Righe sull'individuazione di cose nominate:
────
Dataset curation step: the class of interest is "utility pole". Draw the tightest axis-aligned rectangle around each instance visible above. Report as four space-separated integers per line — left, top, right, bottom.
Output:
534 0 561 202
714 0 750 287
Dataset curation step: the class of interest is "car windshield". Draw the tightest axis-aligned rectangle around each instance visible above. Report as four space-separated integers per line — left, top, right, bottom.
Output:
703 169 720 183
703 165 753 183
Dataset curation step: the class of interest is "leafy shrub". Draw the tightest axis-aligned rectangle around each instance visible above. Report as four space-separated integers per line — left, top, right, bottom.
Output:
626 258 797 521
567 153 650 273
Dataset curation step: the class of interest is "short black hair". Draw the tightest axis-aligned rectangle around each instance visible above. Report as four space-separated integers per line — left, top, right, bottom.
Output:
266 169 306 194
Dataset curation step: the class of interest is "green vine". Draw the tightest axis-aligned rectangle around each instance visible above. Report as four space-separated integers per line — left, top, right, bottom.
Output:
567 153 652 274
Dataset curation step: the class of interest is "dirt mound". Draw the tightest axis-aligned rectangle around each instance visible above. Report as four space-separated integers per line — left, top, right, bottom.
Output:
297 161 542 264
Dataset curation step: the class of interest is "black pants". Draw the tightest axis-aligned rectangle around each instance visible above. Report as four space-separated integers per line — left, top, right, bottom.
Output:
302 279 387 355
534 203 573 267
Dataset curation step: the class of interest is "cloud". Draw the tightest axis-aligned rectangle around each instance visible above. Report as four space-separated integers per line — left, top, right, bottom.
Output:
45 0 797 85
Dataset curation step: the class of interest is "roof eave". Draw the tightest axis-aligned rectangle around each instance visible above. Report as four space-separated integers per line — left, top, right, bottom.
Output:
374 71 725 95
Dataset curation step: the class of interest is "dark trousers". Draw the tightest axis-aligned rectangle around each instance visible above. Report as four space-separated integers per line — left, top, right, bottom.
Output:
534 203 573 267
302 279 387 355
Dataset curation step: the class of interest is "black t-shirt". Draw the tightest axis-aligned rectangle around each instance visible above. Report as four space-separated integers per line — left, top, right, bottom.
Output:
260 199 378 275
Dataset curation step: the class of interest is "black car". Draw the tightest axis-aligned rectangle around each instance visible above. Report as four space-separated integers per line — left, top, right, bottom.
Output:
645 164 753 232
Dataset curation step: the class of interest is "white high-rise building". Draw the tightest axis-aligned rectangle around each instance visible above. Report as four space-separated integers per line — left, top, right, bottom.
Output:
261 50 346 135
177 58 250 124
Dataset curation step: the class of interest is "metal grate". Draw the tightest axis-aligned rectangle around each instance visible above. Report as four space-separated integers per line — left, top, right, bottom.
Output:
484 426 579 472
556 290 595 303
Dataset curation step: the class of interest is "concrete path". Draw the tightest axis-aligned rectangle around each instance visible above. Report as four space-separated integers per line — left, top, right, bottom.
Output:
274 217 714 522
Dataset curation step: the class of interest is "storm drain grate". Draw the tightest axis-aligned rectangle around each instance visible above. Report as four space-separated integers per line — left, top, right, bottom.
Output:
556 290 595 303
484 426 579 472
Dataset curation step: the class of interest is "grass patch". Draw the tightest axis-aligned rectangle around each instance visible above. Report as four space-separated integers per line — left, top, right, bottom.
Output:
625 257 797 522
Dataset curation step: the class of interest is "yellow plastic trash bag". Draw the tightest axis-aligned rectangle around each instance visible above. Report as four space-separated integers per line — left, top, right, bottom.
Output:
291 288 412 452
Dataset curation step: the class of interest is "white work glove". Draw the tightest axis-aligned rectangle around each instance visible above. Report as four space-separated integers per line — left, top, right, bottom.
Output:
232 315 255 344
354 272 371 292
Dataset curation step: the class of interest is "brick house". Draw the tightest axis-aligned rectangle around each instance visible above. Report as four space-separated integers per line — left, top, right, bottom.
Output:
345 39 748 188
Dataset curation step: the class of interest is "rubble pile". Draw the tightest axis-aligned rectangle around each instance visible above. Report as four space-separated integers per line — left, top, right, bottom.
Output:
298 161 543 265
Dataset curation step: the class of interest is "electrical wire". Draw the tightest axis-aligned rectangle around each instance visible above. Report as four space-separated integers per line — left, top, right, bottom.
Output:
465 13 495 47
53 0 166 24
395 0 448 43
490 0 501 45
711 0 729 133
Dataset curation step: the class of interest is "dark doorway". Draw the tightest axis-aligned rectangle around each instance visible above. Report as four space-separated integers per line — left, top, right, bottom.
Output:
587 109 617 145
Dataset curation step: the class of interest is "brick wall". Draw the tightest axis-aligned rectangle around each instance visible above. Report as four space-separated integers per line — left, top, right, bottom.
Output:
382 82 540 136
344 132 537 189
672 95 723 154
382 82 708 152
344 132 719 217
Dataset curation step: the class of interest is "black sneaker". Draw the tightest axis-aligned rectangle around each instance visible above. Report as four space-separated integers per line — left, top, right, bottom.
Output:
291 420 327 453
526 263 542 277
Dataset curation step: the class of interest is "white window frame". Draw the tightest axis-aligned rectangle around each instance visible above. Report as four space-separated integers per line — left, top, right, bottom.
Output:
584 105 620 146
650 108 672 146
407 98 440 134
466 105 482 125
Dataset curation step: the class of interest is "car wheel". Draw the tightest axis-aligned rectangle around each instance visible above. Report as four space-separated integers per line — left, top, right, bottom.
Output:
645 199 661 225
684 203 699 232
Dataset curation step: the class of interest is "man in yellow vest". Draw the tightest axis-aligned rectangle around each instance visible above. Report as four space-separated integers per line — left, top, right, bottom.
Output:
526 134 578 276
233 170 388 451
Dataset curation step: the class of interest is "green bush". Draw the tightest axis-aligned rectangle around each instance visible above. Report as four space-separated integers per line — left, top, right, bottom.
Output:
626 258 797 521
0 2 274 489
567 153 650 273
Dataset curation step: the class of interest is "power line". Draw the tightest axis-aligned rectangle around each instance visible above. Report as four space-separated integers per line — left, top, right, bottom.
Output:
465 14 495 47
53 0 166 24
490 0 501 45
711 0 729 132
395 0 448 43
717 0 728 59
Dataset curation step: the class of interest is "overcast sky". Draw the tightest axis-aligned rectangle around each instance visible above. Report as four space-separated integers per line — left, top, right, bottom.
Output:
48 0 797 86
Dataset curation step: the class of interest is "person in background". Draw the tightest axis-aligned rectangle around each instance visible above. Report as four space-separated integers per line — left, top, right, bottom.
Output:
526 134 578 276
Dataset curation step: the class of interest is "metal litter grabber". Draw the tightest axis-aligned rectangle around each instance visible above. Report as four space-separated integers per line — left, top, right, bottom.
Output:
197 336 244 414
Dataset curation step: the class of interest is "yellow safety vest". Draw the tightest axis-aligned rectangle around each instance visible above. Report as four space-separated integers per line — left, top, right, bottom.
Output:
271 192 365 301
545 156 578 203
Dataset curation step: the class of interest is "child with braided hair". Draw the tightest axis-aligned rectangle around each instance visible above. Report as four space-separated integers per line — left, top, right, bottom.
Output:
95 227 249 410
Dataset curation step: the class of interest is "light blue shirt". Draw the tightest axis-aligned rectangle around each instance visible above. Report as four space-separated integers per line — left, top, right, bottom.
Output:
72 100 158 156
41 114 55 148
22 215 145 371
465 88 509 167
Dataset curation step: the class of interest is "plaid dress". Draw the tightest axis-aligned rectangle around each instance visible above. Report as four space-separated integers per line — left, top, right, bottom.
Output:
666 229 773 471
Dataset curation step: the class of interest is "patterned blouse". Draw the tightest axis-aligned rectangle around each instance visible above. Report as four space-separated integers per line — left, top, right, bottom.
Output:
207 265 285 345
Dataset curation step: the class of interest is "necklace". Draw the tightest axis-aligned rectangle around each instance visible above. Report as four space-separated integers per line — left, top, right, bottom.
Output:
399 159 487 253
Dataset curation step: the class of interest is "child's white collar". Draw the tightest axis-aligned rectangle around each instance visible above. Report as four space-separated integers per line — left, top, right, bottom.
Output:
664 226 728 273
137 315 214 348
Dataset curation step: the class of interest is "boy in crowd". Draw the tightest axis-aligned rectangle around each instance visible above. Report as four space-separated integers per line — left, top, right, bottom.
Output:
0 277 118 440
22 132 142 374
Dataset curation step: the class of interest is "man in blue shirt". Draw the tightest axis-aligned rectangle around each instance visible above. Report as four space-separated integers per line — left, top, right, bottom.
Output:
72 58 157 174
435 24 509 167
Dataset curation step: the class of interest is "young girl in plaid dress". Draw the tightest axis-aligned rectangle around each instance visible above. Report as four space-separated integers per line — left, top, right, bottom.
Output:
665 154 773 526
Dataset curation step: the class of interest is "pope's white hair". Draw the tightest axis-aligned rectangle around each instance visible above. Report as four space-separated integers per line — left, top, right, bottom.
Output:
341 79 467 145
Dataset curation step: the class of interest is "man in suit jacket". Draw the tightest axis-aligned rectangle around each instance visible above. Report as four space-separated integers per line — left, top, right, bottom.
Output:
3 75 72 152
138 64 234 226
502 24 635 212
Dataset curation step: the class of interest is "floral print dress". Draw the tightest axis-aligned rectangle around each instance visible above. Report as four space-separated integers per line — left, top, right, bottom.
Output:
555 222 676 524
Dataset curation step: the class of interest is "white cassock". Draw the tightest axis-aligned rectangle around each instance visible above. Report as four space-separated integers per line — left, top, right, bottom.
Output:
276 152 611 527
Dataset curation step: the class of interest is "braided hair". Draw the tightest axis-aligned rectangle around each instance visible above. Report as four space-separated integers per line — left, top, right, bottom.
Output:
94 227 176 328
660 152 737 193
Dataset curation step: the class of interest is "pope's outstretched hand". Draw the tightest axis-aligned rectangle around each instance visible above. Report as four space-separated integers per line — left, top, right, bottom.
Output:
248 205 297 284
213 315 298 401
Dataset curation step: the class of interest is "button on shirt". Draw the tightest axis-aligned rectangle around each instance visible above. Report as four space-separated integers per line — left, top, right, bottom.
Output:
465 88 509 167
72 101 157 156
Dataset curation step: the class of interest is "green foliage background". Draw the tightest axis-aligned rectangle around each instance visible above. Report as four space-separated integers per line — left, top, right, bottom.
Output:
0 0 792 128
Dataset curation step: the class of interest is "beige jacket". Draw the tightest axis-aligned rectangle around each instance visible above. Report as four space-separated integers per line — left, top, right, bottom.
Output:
────
## Istruzioni del compito
Conta le righe qui sopra che contengono la stringa "button". Rispondi solo con il numero.

## Risposta attesa
1